Trecho do documento
● ● ●
Entre janeiro e março de 1904, João do Rio, um jovem repórter carioca, publicou uma série de reportagens intitulada “As Religiões no Rio”, na Gazeta de Notícias do Rio de Janeiro. Um sucesso na época, esses escritos ainda ecoam hoje, desencadeando debates importantes sobre as ambivalências, contrastes, afetos, violências, diferenças e conflitos que permeiam a cidade. A galeria propõe um olhar sobre os cruzamentos entre a fé e a festa no Rio, que se dão em romarias, promessas e oferendas às divindades, superstições e nos rituais cotidianos.

Assombrodevoção, festafurdunço e mercado: o que essas palavras dizem sobre as almas que perambulam por esse lugar? O que essas cinco pontas riscadas e cruzadas no chão da aldeia pode nos contar sobre a intimidade, sonho, sorte, peleja, magia, vida e morte dos moradores? Existem aqueles que dão um nome que tenta explicar tudo isso: religião. Como, entretanto, somos fiéis às quizumbas traçadas na aldeia, preferimos evocar os fundamentos do mistério.

Curadoria e textos: Luiz Rufino e Luiz Antônio Simas

Curadoria: Luiz Rufino e Luiz Antônio Simas

Sem santo e sem pecado, mas com muita peleja entre as intenções que encruzam céu e inferno, cidade e mata, casa e esquina, o Rio se tornou um verdadeiro fuzuê onde os mais diferentes modos de vida se esbarram e comem, cada qual a sua maneira, na mesma gamela. Por aqui se praticam ritos que riscam a cidade e jogam dendê na batina do padre, como o bloco “Chave de Ouro” fazia, ao celebrar os deuses da festa e do prazer em plena quarta-feira de cinzas. Um Rio de flor e faca, afago e esporro, uma cidade em que a quizumba pode baixar no mesmo corpo da poesia e da mandinga. Assim sendo, a Lapa é o melhor lugar para se fazer um santuário para o santo malandro que a cidade merece. Em seus arcos, esquinas, paralelepípedos, biroscas, postes e goles derramados no chão, vive a memória de muita gente que por ali passou e fez ela ser o que é; um verdadeiro furdunço.
● ● ●
O que fazer
1) Segundo o texto sobre fé e festa no Rio, em que jornal João do Rio publicou a série “As Religiões no Rio”?
2) Dê sequência ao texto sobre fé e festa no Rio a partir do ponto em que ele termina.

Registros
● ● ●
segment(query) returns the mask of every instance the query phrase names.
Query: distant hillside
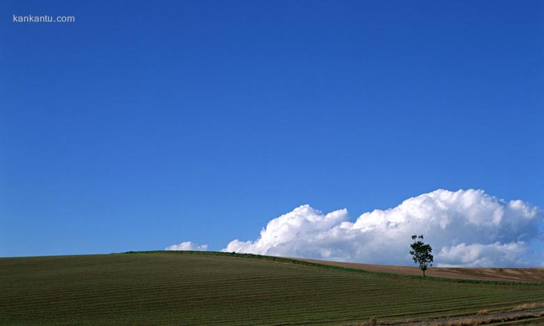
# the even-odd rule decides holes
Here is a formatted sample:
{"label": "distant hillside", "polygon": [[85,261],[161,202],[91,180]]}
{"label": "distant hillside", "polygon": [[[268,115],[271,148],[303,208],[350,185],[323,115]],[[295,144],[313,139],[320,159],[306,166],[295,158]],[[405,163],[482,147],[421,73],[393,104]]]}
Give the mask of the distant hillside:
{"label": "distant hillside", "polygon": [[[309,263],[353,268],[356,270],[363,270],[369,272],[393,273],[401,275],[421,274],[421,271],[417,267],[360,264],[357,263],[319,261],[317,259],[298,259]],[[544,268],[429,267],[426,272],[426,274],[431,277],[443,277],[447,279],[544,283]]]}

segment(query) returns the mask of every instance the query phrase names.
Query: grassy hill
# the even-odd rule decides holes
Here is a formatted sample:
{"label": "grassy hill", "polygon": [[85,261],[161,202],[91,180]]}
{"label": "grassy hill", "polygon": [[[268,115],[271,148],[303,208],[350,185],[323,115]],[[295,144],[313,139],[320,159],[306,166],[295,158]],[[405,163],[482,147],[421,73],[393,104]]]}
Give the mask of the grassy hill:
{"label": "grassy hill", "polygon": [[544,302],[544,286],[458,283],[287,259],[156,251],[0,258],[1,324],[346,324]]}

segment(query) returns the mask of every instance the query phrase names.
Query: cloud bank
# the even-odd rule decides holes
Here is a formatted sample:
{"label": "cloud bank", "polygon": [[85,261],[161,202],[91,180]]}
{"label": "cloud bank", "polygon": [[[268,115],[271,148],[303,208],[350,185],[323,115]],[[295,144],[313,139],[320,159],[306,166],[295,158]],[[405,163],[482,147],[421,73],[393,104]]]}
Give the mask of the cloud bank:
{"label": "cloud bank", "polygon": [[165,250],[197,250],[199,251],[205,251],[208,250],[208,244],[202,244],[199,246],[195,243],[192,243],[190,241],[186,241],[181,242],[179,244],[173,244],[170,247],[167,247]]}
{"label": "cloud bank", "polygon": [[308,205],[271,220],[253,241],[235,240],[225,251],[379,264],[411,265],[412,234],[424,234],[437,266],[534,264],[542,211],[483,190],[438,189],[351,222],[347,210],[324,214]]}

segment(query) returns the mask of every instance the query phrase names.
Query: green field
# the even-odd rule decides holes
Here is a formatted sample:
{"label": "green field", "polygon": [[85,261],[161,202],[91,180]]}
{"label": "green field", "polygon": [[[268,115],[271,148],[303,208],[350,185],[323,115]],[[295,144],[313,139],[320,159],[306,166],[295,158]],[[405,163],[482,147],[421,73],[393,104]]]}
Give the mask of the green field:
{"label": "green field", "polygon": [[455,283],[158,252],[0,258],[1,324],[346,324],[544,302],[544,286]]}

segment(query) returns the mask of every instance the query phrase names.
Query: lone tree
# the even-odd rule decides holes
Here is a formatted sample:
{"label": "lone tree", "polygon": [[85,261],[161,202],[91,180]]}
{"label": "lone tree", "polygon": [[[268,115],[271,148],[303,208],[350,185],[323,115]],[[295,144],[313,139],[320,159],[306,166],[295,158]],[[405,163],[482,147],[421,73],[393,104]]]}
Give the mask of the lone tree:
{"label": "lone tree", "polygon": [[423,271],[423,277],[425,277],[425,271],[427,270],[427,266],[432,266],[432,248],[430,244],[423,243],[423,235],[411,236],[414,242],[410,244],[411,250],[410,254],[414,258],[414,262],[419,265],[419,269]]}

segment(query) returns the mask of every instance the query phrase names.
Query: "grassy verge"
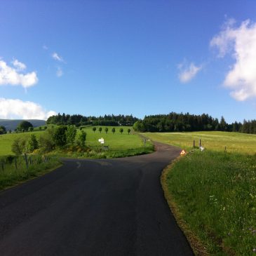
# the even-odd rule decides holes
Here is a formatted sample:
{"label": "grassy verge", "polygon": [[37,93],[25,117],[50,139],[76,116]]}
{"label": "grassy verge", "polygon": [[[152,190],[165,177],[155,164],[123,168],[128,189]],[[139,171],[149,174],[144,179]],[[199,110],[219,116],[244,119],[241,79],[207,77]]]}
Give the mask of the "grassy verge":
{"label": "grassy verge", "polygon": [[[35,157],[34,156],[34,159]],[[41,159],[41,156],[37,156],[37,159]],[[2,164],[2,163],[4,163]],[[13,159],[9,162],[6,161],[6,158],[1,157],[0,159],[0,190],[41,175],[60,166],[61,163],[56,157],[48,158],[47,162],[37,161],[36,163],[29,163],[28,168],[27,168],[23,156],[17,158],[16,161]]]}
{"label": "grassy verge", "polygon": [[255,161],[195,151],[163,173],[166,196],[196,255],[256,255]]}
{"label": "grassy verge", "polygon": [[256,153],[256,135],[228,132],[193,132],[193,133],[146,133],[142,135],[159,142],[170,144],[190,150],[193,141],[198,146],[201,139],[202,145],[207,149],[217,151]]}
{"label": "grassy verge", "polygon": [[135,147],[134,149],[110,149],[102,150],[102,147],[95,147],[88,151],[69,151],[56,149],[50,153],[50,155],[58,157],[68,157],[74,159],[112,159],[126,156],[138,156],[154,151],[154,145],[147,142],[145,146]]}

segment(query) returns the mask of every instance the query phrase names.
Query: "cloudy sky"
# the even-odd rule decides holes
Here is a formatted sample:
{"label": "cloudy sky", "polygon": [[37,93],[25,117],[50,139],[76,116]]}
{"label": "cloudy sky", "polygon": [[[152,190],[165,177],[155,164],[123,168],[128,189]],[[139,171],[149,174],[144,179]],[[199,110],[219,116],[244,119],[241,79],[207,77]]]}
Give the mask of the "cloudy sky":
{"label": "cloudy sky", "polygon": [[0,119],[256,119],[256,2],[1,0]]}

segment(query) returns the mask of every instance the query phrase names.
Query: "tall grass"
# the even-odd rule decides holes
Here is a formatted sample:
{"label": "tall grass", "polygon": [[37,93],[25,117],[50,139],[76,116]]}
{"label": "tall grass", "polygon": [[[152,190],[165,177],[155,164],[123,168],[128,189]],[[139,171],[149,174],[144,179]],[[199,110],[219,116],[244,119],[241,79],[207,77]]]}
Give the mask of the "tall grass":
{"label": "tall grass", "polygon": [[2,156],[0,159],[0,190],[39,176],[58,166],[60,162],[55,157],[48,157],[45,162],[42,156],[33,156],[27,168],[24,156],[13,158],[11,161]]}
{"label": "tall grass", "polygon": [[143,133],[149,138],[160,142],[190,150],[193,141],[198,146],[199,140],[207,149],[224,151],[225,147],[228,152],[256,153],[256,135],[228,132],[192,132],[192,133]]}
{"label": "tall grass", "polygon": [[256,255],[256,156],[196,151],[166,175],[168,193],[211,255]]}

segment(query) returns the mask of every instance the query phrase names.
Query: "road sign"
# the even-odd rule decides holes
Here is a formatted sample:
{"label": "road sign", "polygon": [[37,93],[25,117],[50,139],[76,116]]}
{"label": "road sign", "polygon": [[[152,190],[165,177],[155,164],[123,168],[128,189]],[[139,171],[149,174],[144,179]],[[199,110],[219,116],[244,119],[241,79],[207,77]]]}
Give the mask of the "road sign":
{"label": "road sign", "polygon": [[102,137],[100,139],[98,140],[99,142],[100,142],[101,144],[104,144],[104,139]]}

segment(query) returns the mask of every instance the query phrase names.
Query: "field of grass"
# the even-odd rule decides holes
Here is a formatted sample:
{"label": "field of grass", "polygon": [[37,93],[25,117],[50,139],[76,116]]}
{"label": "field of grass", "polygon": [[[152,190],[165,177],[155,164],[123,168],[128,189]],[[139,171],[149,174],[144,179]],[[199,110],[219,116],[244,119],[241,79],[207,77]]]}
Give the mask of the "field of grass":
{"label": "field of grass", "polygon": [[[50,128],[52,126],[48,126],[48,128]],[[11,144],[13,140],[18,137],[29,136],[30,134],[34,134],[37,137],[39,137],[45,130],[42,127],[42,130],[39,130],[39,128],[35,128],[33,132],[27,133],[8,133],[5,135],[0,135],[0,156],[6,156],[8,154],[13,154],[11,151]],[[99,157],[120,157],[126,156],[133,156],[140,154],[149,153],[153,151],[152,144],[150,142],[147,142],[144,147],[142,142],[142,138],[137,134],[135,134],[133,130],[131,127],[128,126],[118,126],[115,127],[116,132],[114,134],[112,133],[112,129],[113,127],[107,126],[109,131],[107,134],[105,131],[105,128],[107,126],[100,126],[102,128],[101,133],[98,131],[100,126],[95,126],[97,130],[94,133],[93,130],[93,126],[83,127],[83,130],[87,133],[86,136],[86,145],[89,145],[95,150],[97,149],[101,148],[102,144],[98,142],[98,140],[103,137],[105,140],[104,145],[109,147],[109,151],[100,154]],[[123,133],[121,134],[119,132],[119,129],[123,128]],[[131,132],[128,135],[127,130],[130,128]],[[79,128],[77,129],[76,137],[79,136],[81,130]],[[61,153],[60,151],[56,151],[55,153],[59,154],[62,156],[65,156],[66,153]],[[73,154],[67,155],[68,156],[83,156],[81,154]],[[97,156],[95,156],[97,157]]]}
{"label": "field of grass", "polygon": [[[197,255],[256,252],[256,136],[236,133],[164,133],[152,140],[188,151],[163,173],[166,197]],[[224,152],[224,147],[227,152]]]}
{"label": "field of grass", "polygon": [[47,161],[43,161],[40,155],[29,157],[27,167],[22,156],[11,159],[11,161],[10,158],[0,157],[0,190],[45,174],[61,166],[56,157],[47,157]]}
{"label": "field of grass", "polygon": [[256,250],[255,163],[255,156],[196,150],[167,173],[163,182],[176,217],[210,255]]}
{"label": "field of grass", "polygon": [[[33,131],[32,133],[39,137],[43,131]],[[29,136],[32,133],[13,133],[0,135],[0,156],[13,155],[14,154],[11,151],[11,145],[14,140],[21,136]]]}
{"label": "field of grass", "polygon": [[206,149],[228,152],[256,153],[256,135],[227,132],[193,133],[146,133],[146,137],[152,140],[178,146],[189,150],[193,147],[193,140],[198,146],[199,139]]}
● ● ●
Respostas em ordem
1) Na Gazeta de Notícias do Rio de Janeiro.

2)
No Brasil, as expressões de fé, a intimidade com o sagrado e o espanto com os ritos comunitários que trançam o que muitos chamam de religiosidade tem cor, gosto, cheiro, som, ritmo e corpo. Assim, não há ambiente mais propício para que essas coisas batam perna do que um bom e velho mercado. O Mercadão de Madureira, conhecido também como “mercado da macumba”, há de tudo para se fazer uma boa fé: da vela ao fumo às bancas do jogo do bicho, do santo cristão ao pagão. Aliás, se tem uma coisa que o carioca sabe fazer é negociar com santos: a intimidade com as santidades são seladas nas promessas — que hão de ser pagas, ninguém nega, tudo no seu tempo. Nas terras dos tupinambás encruzadas por assombrações, santidades e místicas que atravessaram o oceano aspectos como jogo, sorte e azar são cartas importantes do nosso baralho.  Nessa impressão do mistério enquanto jogo, quem muito trouxe para o imaginário e para a vida carioca são os povos ciganos, que evocam suas magias e costumes para dentro da cumbuca.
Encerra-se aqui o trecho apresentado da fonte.